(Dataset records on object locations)
-- -- --

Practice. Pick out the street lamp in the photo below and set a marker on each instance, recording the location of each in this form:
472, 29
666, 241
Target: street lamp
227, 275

-- -- --

▸ **WHAT IS NEEDED**
Write out the lines of the records above as a JSON list of strings, one string per line and skipping any blank lines.

▸ **TASK RESPONSE**
[
  "Practice. Pick out the street lamp in the photo below and set a marker on each instance, recording the location of each in this form:",
  "472, 29",
  "666, 241",
  "Target: street lamp",
  "227, 275"
]